Return the stretch of the passage on feminist criticism of criminal law from "There are many" through "examples of rape.", copied word for word.

== Selection ==
┌──

Since 1960, there has been research by feminists into the area of criminal law, and this has produced many criticism of law in this area. Feminist theory thus offers a valuable epistemological critique and metanarrative on criminal law and criminology. It ususally focuses on woman’s experience. It centres on male “physical, sexual and psychological violence” against women and often focuses on rape. Feminist theory also extends to critical analysis of general concepts and principles on which criminal law is based upon i.e. ” the doctrine of mens rea”.
There are many feminist who have criticised the notion of judicial impartiality. Still today the principle of applying the same rules to males and females is viewed as a question of justice and equality. The liberal idea of justice suggest that it is unfair to apply different rules to different classes of people. The problem for feminist critics is that it doesnot lead to fairness. In reality the difference between a woman’s options and that of a man’s makes the operation of legal principles completely unfair and they illustrate this through examples of rape.
The main criticism of criminal law for feminists lies in the disparity between low levels of prosecution of male perpetrators of violence and the treatment of women who are victims. It is clear that woman are not offered sufficient and proper protection from violent partners, and often refuse to undertake into any sort of legal proceedings for fear of reprise from perpetrator. For feminists the main criticisms regarding criminal law are those in relation to rape and domestic violence, two areas of the law which are often to be linked to one another.

└──

== Information provided ==
┌──

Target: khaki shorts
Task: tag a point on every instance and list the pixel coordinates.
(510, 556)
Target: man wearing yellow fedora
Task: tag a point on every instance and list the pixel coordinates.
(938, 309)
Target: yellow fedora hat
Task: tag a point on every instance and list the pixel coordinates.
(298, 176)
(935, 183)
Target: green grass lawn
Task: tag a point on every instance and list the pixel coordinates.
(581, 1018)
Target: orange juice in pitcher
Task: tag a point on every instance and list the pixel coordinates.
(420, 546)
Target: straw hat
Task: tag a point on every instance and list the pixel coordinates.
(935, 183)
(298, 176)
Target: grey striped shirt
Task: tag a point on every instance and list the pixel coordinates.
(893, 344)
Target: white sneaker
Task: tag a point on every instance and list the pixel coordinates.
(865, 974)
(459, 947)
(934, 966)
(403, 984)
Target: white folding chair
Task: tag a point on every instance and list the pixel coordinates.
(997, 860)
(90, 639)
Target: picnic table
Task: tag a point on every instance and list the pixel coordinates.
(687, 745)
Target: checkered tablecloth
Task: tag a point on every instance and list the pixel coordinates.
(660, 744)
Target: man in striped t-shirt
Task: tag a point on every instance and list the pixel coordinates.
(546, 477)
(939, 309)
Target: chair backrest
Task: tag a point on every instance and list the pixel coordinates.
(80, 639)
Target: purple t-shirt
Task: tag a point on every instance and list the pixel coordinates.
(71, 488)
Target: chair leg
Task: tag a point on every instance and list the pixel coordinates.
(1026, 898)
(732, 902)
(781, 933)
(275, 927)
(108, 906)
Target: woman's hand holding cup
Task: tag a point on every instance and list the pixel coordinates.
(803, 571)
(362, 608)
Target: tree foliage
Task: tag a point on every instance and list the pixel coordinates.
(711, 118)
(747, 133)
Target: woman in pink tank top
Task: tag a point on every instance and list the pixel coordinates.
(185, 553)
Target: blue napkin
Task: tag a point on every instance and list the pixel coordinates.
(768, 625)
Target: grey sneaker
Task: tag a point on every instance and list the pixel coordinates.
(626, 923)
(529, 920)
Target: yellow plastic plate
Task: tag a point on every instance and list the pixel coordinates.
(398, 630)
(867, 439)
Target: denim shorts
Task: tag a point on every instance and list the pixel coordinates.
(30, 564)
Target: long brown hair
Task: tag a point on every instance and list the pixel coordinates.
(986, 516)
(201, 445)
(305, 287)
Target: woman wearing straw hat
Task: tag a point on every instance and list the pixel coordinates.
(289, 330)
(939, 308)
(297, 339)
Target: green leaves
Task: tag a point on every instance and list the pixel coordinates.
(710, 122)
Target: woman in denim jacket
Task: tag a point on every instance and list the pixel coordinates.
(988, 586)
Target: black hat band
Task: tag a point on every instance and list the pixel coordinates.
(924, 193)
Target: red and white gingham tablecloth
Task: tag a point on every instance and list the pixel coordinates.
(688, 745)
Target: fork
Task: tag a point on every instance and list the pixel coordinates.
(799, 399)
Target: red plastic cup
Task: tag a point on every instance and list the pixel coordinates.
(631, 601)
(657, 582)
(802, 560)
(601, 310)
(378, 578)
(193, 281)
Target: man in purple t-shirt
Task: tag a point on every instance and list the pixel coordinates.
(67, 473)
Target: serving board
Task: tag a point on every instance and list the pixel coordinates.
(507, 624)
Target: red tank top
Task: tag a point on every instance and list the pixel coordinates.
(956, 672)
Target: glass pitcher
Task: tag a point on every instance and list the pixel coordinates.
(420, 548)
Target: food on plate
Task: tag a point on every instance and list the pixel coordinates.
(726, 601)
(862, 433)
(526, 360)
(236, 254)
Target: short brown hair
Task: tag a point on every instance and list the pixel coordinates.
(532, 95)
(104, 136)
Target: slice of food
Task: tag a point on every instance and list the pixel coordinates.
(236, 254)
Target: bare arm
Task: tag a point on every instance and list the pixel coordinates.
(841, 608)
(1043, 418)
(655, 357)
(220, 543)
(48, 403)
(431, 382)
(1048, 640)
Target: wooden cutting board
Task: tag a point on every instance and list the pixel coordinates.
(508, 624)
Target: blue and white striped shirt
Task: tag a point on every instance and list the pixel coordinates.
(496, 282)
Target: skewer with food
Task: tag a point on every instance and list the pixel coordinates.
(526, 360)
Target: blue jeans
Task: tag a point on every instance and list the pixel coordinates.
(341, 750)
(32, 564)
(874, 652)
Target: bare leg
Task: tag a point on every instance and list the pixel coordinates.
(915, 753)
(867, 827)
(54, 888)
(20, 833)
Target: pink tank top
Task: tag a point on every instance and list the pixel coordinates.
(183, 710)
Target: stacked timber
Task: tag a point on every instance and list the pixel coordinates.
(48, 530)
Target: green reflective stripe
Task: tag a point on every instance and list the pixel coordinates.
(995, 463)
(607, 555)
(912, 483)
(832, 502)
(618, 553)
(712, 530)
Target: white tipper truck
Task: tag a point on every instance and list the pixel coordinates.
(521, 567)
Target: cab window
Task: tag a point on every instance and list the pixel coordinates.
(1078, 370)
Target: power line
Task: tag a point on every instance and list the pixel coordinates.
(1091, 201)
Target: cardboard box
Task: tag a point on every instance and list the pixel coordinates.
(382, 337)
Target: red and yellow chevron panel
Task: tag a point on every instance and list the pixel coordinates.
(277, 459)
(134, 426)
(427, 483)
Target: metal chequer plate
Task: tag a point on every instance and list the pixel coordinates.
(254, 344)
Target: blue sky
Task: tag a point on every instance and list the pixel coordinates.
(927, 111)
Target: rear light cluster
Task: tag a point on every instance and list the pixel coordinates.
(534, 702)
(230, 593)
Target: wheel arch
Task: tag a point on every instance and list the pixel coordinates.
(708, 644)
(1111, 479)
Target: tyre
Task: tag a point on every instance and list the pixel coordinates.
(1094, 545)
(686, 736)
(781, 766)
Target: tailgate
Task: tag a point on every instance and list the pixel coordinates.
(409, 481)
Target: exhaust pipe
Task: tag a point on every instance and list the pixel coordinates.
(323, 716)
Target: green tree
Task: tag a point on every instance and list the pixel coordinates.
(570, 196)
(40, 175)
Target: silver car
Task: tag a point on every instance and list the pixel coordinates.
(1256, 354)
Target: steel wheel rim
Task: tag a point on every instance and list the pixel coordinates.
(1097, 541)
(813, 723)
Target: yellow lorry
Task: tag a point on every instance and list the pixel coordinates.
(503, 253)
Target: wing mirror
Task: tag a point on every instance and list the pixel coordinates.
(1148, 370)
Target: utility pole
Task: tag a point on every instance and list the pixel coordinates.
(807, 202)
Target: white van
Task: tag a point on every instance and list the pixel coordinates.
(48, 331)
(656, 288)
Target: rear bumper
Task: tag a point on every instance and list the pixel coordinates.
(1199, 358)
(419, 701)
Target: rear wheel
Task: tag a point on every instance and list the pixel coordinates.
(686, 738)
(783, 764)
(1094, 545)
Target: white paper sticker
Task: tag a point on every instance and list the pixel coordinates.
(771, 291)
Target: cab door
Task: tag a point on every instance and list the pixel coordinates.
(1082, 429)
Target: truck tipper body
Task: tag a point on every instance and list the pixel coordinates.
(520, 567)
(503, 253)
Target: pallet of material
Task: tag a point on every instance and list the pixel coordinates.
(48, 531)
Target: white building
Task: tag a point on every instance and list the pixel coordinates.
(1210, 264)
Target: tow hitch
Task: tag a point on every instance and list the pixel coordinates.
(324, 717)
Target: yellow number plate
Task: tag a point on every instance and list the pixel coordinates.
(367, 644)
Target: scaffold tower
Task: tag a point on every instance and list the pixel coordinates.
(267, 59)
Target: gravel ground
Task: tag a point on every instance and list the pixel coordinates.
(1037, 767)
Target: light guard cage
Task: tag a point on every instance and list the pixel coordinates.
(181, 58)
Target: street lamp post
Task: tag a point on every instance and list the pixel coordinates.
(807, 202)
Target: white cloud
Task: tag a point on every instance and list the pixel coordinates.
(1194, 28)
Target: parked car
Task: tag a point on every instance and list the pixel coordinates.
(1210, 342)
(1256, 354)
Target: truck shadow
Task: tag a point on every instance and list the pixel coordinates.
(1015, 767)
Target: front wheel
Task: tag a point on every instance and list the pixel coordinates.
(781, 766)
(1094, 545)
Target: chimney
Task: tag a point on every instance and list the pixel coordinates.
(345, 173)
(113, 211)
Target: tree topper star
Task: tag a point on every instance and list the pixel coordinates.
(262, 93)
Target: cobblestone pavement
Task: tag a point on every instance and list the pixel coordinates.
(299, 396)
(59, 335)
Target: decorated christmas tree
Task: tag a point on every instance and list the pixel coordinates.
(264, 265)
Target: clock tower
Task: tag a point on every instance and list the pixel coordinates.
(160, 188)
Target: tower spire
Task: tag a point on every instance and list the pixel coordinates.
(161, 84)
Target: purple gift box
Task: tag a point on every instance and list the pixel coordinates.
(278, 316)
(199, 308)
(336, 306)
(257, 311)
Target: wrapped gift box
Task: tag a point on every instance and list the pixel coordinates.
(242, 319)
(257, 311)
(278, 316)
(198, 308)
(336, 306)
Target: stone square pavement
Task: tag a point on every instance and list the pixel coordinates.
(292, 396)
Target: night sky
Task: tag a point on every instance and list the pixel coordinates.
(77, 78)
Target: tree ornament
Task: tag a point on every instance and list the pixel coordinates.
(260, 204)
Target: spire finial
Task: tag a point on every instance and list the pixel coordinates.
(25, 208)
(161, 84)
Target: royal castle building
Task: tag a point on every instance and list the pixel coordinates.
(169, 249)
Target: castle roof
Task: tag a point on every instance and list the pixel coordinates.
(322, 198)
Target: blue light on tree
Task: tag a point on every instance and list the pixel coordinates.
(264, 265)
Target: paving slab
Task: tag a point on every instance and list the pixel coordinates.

└──

== Correct result ==
There are many feminist who have criticised the notion of judicial impartiality. Still today the principle of applying the same rules to males and females is viewed as a question of justice and equality. The liberal idea of justice suggest that it is unfair to apply different rules to different classes of people. The problem for feminist critics is that it doesnot lead to fairness. In reality the difference between a woman’s options and that of a man’s makes the operation of legal principles completely unfair and they illustrate this through examples of rape.